Stock Option Plan and Management Recognition Plan. Pursuant to the Stock Option Plan, options vest at a rate of 20 percent per year over a five-year period. In the second quarter of fiscal 2003, no options were granted, while 16,875 options were exercised. As of December 31, 2002, a total of 637,625 options were outstanding with an average exercise price of $11.52 per share and an average remaining life of 5.36 years.

Pursuant to the Management Recognition Plan, the restricted shares awarded under the plan vest at a rate of 20 percent per year over a five-year period. In the second quarter of fiscal 2003, no MRP shares were awarded. As of December 31, 2002, a total of 33,329 shares were allocated and outstanding, pending their respective distribution schedules.

_Entries supplied_:
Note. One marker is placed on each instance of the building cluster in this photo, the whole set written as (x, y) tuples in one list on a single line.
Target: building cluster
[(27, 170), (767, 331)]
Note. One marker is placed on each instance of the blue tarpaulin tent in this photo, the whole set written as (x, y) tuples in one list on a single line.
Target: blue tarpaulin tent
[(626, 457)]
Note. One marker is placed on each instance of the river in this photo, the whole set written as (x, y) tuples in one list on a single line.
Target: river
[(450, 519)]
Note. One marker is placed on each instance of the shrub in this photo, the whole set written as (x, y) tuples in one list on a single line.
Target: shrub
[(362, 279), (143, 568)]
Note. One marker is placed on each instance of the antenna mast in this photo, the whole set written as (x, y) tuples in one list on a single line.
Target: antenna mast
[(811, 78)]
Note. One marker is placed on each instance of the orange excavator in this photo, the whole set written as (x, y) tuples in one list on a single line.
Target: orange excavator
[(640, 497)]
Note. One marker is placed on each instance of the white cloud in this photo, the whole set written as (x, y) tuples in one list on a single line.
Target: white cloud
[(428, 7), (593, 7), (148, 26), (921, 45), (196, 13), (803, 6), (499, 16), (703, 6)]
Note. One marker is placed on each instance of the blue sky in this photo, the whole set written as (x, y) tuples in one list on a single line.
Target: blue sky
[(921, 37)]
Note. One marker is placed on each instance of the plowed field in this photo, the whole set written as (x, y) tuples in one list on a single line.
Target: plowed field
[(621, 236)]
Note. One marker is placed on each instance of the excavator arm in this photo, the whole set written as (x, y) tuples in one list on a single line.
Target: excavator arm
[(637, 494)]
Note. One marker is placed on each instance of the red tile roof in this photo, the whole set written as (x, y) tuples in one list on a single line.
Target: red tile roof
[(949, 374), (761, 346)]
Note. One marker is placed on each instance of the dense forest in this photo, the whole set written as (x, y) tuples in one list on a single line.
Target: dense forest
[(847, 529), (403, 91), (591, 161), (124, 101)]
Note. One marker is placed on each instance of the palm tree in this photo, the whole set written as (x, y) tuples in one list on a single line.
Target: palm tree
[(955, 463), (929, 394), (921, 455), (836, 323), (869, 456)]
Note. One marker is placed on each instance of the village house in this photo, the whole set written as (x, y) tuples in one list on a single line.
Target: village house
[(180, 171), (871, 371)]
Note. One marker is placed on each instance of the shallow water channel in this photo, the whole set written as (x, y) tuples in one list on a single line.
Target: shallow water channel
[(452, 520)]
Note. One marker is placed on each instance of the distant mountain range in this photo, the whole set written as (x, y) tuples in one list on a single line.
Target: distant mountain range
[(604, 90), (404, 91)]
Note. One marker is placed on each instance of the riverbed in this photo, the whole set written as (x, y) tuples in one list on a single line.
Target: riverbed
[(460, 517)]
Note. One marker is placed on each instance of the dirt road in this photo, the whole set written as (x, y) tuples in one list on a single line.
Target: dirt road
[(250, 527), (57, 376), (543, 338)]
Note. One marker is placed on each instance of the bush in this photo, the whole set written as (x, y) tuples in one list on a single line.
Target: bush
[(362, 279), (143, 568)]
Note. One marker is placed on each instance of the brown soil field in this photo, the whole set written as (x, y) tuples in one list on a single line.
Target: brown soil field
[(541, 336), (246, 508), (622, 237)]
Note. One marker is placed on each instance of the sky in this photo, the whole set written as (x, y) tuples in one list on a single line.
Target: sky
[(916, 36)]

_Problem description_: Please repeat the whole stock option and recognition plan text above, word for word.

_Task result_:
Stock Option Plan and Management Recognition Plan. Pursuant to the Stock Option Plan, options vest at a rate of 20 percent per year over a five-year period. In the second quarter of fiscal 2003, no options were granted, while 16,875 options were exercised. As of December 31, 2002, a total of 637,625 options were outstanding with an average exercise price of $11.52 per share and an average remaining life of 5.36 years.

Pursuant to the Management Recognition Plan, the restricted shares awarded under the plan vest at a rate of 20 percent per year over a five-year period. In the second quarter of fiscal 2003, no MRP shares were awarded. As of December 31, 2002, a total of 33,329 shares were allocated and outstanding, pending their respective distribution schedules.